A final two points about this excellent book. By encapsulating a generation it turns the older poets (who were born before 1968) into a generation as well. This is something that I don’t think they were before and they might not like being now. That dividing line means that major poets like Anthony Lawrence, Judith Beveridge, Peter Boyle, MTC Cronin, Adam Aitken, Emma Lew and a host of others (these were literally the first names that came into my head) have become isolated into a kind of group. I don’t think this is a bad thing because their work is different to that of these thirty poets and seeing them as a generation might encourage us to attempt a more complex description before looking for continuities between them and the poets of this anthology.

.....

WHAT IS REQUIRED:
Pick up the anthology review where it stops and continue it from its last sentence. The items that come next were taken from a separate source.

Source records
.....

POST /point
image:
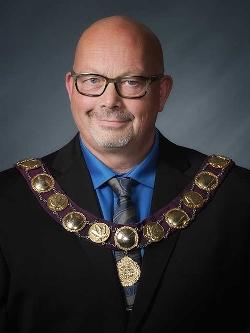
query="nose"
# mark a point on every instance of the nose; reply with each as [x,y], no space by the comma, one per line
[110,97]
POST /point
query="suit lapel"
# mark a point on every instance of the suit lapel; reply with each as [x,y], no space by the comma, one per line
[170,181]
[69,169]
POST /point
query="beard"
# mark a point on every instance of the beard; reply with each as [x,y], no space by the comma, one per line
[107,136]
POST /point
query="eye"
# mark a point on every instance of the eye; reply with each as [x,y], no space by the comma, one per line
[91,80]
[131,82]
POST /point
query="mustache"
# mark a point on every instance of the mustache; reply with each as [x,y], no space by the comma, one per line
[106,114]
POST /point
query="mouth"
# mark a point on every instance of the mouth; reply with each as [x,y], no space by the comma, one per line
[115,123]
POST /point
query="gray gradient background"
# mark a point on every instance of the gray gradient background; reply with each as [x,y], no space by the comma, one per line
[207,49]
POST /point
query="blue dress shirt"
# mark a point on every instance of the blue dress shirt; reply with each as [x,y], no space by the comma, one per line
[143,173]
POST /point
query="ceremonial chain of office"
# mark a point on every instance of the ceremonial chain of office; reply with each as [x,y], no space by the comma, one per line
[175,215]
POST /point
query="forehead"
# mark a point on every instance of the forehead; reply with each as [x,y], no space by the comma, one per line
[113,55]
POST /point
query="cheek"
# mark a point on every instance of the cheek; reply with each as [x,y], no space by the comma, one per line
[80,105]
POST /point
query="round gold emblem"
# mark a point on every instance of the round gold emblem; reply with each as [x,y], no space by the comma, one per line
[74,221]
[57,202]
[192,199]
[42,182]
[206,181]
[218,161]
[126,238]
[29,164]
[99,232]
[129,271]
[154,232]
[177,218]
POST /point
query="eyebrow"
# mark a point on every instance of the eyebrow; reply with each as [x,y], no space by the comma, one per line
[133,72]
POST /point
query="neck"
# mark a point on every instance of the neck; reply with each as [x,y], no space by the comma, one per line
[122,159]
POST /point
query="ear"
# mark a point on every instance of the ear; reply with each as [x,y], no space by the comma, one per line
[69,82]
[165,89]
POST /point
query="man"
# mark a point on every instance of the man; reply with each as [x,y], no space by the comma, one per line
[180,259]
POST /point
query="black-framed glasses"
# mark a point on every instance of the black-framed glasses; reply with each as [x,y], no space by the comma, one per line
[94,85]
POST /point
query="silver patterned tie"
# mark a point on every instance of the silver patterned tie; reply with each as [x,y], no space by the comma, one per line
[125,213]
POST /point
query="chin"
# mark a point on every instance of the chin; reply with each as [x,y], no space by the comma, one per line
[109,140]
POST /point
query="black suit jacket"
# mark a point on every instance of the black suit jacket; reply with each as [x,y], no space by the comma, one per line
[195,281]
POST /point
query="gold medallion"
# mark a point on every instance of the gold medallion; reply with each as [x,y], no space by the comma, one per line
[29,164]
[57,202]
[218,161]
[99,232]
[74,221]
[206,181]
[129,271]
[42,182]
[177,218]
[126,238]
[154,232]
[192,199]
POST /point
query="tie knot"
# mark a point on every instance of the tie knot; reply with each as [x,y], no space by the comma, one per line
[121,186]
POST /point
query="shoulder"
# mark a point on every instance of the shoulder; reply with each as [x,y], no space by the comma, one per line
[12,183]
[238,179]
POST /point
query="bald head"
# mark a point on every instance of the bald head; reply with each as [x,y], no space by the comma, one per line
[120,39]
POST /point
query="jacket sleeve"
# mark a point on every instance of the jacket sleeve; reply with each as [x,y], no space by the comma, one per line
[4,277]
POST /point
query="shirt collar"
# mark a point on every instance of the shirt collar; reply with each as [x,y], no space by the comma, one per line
[143,173]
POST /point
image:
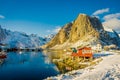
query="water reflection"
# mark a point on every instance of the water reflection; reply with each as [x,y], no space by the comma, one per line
[27,66]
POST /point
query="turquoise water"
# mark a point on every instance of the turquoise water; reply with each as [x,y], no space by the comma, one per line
[27,66]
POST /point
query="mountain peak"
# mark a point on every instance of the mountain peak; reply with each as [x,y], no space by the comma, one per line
[85,29]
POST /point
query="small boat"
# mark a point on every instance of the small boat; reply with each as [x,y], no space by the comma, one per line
[3,55]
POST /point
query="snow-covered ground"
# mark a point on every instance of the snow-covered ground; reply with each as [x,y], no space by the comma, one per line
[107,69]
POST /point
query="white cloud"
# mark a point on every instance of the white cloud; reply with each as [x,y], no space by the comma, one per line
[56,30]
[111,16]
[2,17]
[112,21]
[101,11]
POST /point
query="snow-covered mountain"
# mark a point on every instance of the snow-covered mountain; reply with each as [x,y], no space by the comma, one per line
[83,31]
[19,39]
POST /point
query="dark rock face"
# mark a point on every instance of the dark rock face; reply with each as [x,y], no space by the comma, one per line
[83,28]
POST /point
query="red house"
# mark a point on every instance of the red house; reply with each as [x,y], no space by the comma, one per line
[83,52]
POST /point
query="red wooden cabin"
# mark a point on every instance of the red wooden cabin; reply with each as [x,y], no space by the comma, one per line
[83,52]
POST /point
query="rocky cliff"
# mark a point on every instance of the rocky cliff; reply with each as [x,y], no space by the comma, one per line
[85,30]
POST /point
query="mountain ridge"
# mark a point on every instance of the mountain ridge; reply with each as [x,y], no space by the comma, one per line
[85,30]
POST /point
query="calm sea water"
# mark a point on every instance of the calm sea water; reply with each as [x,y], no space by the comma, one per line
[27,66]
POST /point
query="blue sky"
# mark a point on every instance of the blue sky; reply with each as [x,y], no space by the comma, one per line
[43,17]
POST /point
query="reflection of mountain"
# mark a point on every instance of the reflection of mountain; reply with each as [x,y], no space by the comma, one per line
[18,39]
[85,30]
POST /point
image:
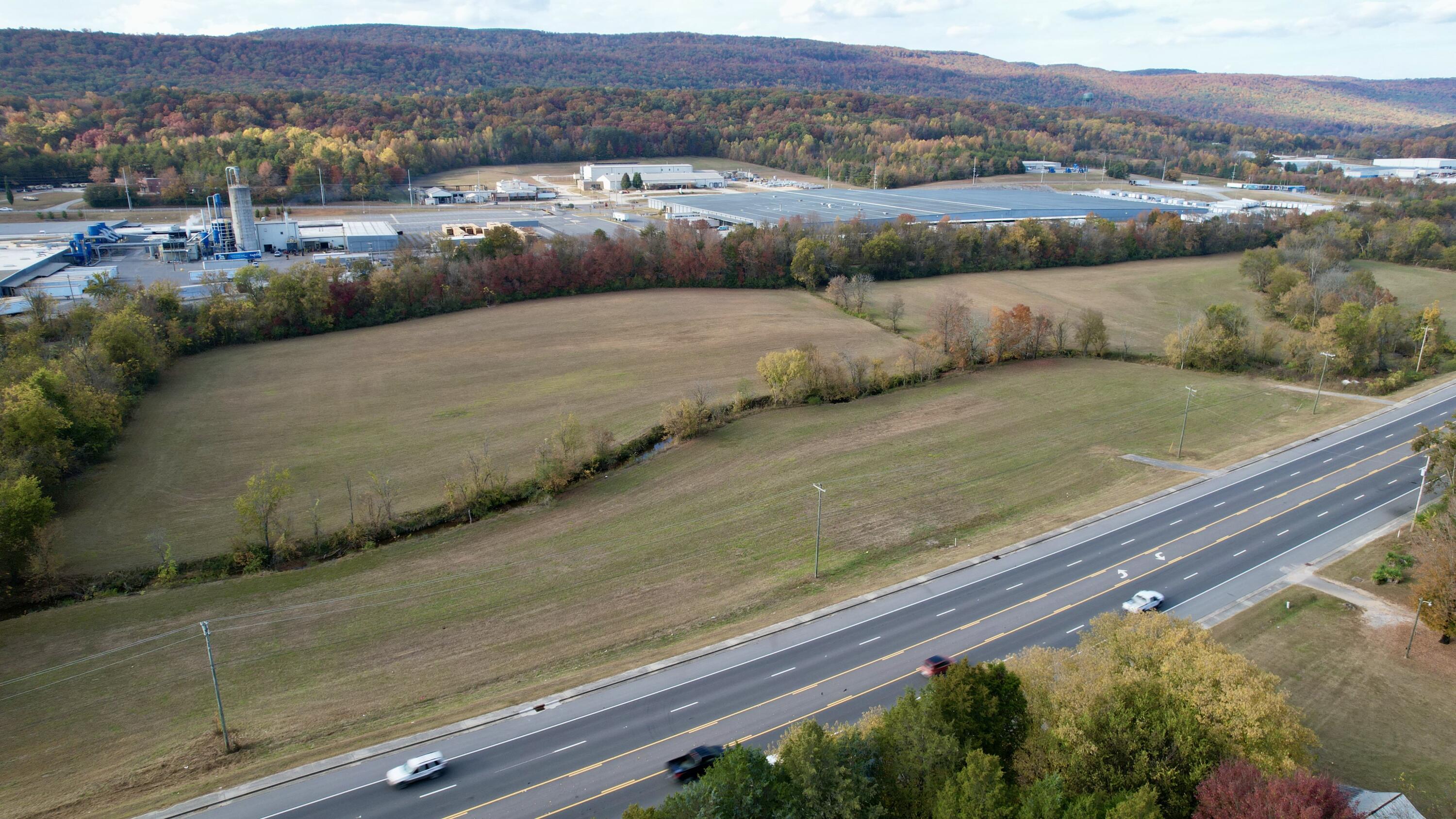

.....

FINAL RESULT:
Tom Shapcott edited Australian Poetry Now in 1969. In many ways it has the fewest continuities with Thirty Poets being a bit of a grab-bag. But, for me, it was a very exciting anthology introducing (or allowing the authors themselves to introduce) a host of poets I had never heard of. It caught the idea that a poetic renaissance was occurring by not predefining the nature of that rebirth at the editorial level. So in many ways it is crude. It has a hoax poet (Gwen Harwood’s Timothy Kline) and a lot of poets who didn’t sustain significant careers. But more than Thirty Poets it conveyed a sense of a lot of new (and often weird) things happening. If Thirty Poets recalls New Impulses in Australian Poetry then it is possible that there is room for an anthology that recalls some aspects of Australian Poetry Now, publishing people who are young, have not produced a book and who have appeared only in journals or online.